— start —

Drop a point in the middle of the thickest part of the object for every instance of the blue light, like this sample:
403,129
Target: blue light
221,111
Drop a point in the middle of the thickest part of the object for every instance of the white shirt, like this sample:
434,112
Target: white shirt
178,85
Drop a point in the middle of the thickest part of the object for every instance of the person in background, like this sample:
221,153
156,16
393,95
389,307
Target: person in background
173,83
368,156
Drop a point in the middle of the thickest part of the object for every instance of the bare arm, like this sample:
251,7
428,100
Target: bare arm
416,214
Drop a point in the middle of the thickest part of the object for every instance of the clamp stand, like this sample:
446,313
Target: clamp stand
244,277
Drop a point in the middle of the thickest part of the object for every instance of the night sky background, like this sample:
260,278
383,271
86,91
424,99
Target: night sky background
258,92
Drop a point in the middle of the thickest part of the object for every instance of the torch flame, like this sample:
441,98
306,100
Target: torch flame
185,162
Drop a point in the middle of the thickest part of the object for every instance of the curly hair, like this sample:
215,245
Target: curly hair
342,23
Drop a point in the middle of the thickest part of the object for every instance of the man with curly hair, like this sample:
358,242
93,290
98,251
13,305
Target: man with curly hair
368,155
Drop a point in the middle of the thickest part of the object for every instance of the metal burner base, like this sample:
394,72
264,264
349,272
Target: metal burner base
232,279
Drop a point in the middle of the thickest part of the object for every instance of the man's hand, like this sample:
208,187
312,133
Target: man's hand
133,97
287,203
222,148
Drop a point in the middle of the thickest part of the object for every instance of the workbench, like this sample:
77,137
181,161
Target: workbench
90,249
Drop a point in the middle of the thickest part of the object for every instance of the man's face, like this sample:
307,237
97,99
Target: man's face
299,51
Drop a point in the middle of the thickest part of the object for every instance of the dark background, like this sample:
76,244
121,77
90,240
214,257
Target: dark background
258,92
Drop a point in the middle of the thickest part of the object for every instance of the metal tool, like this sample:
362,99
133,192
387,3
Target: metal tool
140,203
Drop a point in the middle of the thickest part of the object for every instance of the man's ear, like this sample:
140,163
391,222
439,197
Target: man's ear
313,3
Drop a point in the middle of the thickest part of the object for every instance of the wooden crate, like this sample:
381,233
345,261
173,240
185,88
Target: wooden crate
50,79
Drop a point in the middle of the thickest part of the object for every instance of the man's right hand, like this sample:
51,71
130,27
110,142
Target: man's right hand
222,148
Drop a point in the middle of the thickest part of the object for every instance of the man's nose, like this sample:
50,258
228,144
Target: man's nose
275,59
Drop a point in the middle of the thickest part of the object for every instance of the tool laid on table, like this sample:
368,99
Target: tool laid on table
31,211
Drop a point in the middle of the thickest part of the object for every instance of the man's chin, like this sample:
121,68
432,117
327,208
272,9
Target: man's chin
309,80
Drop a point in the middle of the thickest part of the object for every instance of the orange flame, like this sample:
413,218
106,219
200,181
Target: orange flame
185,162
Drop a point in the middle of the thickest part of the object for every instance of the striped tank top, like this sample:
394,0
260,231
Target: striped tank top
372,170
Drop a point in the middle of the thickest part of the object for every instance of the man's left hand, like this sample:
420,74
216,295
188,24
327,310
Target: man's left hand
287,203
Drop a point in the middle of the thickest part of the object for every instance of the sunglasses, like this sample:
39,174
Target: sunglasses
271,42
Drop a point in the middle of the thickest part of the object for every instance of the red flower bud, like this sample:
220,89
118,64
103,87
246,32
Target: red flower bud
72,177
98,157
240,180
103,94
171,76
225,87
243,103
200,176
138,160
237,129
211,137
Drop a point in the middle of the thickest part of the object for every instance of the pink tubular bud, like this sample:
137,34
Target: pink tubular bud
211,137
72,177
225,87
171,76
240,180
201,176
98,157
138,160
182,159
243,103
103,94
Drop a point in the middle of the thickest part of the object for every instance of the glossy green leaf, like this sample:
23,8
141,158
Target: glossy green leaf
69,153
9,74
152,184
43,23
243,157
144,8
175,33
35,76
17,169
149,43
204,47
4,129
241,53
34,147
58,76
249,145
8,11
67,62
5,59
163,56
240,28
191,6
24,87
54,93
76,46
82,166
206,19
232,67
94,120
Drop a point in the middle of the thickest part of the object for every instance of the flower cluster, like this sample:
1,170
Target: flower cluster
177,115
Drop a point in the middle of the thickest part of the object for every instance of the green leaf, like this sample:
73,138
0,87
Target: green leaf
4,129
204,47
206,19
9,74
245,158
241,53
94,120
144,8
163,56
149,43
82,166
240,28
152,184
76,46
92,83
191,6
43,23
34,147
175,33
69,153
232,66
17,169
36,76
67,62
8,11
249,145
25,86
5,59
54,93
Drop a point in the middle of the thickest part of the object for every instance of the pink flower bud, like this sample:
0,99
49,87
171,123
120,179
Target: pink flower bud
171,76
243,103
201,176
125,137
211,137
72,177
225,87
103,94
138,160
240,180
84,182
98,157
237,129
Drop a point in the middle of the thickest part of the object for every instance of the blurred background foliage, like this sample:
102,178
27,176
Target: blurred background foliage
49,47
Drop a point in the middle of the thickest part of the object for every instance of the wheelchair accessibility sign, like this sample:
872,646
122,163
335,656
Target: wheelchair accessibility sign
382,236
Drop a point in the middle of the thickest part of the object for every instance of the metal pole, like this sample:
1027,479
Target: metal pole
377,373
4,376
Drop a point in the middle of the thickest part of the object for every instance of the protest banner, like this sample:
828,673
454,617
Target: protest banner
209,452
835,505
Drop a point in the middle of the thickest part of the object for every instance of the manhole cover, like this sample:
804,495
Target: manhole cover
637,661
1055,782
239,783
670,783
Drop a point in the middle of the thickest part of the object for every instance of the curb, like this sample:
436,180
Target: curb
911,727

— end —

## What is expected
Extract all of the data above without altering anything.

## Exercise output
Drop a point in the middle of the thickest part of the object for every instance of the blue light, like this sample:
403,129
Target: blue light
221,111
Drop a point in the middle of the thickest part of the object for every instance of the white shirt, like this sample:
434,112
Target: white shirt
178,85
Drop a point in the middle of the thickest part of the object for every instance of the person in background, like this sample:
221,153
156,16
393,95
389,307
Target: person in background
173,83
368,156
Drop a point in the middle of the thickest part of the object for every instance of the bare arm, like this sample:
251,7
428,100
Target: bare arm
416,214
Drop a point in the middle of the thickest part of the object for every instance of the clamp stand, like this sample:
446,313
Target: clamp stand
244,277
Drop a point in the middle of the thickest part of the object for every instance of the night sky background, like this sample:
260,278
383,271
86,91
424,99
Target: night sky background
258,92
Drop a point in the middle of the thickest part of the object for every instance of the torch flame, like this sample:
441,98
306,100
Target: torch flame
185,162
Drop a point in the middle of the thickest part of the object for every instance of the curly hair, like this sample:
215,245
Target: curly hair
342,23
Drop a point in the middle of the thickest part of the object for every instance of the man with curly hair, like this sample:
358,242
93,290
98,251
13,305
Target: man with curly hair
368,155
Drop a point in the middle of the thickest part of the object for every instance of the metal burner base, like this sample:
394,72
264,264
349,272
Target: metal burner base
232,279
Drop a point in the middle of the thickest part of the object for every instance of the man's hand, like this sample:
208,187
312,133
Target: man's hand
133,97
287,203
222,148
Drop a point in the middle of the thickest part of the object for every instance of the workbench, like this sample:
77,137
181,161
Target: workbench
90,249
Drop a point in the middle of the thickest part of the object for every instance of the man's face, like this sample:
307,237
97,99
Target: man's face
299,51
Drop a point in the middle of the thickest part of the object for every instance of the dark background, like this sample:
76,244
121,77
90,240
214,257
Target: dark background
258,92
Drop a point in the middle of the thickest part of the object for every instance of the metal tool, like this sample:
362,99
133,192
387,3
Target: metal tool
140,203
Drop a point in the middle of the thickest part of the object for every instance of the man's ear, like this sample:
140,163
391,222
439,197
Target: man's ear
313,3
Drop a point in the middle of the thickest part of the object for every instance of the wooden crate, like this sample:
381,233
345,261
173,240
185,88
Target: wooden crate
50,79
Drop a point in the middle of the thickest part of the object for every instance of the man's right hand, like this sample:
51,71
130,27
110,142
Target: man's right hand
222,148
Drop a point in the middle of the thickest part of the object for every instance of the man's nose, like this sample:
50,258
228,144
Target: man's nose
275,59
Drop a point in the middle of the thickest part of the object for every instance of the tool laid on table, like this sample:
368,99
Target: tool laid on table
31,211
Drop a point in the middle of the thickest part of the object for every instance of the man's chin, like this sample:
121,68
432,117
327,208
272,9
Target: man's chin
309,80
Drop a point in the middle of the thickest part of the object for every instance of the orange flame, like this sample:
413,218
106,219
200,181
Target: orange flame
185,162
Drop a point in the middle of the thickest part of the object for every instance of the striped tank top, like this sample:
394,0
260,231
Target: striped tank top
372,170
Drop a point in the middle of the thickest part of the object for every instance of the man's left hand, like this sample:
420,74
216,295
188,24
327,310
Target: man's left hand
287,203
Drop a point in the middle of the thickest part of the object for every instance of the sunglasses, like this sample:
39,174
Target: sunglasses
271,42
Drop a point in the middle of the thickest part of the object for every instance of the red flower bud, like this sample:
220,89
118,64
103,87
246,32
Target: red flower bud
72,177
98,157
240,180
103,94
171,76
225,87
243,103
200,176
138,160
237,129
211,137
Drop a point in the middle of the thickest part of the object for every instance of the pink tubular bud, like this sample:
137,34
Target: pink tubular bud
211,137
72,177
225,87
171,76
240,180
201,176
98,157
138,160
182,159
243,103
103,94
Drop a point in the middle of the thickest part of the object for every instance of the glossy green leaf, like this sample:
23,8
141,158
Target: glossy green leaf
69,153
9,74
152,184
43,23
243,157
144,8
175,33
35,76
17,169
149,43
204,47
4,129
241,53
34,147
58,76
249,145
8,11
67,62
5,59
163,56
240,28
191,6
24,87
54,93
76,46
82,166
206,19
232,67
94,120
Drop a point in the middle of the thickest part of the object for every instance of the flower cluster, like this sample:
1,170
Target: flower cluster
177,115
Drop a point in the middle of the thickest part of the object for every instance of the green leaf, like this sample:
73,138
0,87
Target: green leaf
4,129
204,47
206,19
9,74
245,158
241,53
94,120
144,8
163,56
149,43
82,166
240,28
152,184
76,46
92,83
191,6
43,23
34,147
175,33
69,153
232,66
17,169
36,76
67,62
8,11
249,145
25,86
5,59
54,93
Drop a point in the middle of the thickest part of the object for every instance of the pink flower bud, like this sample:
0,99
49,87
171,123
120,179
Target: pink flower bud
171,76
243,103
201,176
125,137
211,137
72,177
225,87
103,94
138,160
240,180
84,182
98,157
237,129
Drop a point in the middle of the thickest part of the object for every instance of the blurred background foliage, like this sample:
102,178
27,176
Target: blurred background foliage
49,47
Drop a point in the middle of the thickest part of the object for every instance of the wheelchair accessibility sign, like this sample:
872,646
122,163
335,656
Target: wheelchair accessibility sign
382,236
Drop a point in the middle of the thickest part of the object for every instance of the metal pole, like this sample:
1027,479
Target: metal pole
377,373
4,376
Drop a point in the middle of the thickest part of the object for every instance of the protest banner, like this sample:
828,673
454,617
Target: protest banner
209,452
835,505
Drop a point in the middle of the thickest part of the object for every instance of the manhole cover, like this sample:
804,495
Target: manhole cover
637,661
1055,782
239,783
670,783
Drop a point in the middle of the thickest part of the object for every instance of the curb, like this sample:
436,180
Target: curb
911,727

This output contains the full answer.